# [Goal of the exercise]
Scan the records below and copy every line that contains the string "texture".

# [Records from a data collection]
◆ ◆ ◆ ◆ ◆ ◆ ◆

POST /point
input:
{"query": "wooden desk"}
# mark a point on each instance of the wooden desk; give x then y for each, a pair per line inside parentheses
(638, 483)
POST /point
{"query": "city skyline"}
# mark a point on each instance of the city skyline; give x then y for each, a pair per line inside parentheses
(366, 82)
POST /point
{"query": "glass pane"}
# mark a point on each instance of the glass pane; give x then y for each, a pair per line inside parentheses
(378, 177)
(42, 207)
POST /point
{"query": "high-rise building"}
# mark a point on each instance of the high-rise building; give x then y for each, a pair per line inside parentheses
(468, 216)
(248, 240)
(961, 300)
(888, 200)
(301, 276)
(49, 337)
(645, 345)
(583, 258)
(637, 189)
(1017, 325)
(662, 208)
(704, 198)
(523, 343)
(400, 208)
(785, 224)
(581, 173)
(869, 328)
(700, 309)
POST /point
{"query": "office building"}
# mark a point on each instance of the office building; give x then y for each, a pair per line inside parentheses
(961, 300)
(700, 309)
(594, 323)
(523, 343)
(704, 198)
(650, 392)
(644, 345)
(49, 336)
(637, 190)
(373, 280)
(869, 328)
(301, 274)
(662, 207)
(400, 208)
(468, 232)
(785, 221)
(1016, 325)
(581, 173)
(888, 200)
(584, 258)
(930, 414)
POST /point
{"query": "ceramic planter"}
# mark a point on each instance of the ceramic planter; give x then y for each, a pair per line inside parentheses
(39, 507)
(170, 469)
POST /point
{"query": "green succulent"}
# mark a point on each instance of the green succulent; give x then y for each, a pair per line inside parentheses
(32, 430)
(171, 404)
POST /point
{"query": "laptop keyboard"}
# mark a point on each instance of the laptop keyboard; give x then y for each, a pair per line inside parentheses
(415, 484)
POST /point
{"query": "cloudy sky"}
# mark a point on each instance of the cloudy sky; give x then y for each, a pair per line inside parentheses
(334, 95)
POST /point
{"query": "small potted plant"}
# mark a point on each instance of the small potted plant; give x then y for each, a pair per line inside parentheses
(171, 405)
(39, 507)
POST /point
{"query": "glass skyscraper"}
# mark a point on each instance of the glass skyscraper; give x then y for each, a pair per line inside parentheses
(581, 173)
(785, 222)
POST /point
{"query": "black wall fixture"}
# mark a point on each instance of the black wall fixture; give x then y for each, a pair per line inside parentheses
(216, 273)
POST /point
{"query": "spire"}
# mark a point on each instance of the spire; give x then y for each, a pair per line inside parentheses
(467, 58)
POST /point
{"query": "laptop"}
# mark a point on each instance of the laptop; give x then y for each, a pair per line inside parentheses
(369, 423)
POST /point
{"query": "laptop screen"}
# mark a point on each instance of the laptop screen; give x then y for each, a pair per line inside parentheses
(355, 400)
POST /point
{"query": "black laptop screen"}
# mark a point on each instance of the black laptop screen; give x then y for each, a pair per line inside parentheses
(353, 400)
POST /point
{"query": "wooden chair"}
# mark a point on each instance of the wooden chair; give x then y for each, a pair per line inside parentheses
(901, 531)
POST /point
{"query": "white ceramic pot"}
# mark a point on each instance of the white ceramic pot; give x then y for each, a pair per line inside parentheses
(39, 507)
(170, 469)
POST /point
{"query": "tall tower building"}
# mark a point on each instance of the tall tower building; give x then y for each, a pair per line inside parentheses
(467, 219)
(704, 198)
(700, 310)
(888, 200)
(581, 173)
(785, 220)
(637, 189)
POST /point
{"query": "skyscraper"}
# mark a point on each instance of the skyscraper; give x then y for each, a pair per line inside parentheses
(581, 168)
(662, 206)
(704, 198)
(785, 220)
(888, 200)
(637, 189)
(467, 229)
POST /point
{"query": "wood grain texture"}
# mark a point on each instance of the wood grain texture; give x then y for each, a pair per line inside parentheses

◆ ◆ ◆ ◆ ◆ ◆ ◆

# [Answer to this task]
{"query": "wood grain texture"}
# mark a point on each instance of the wood grain texture; give x then y for each, a pair per line inside parentheses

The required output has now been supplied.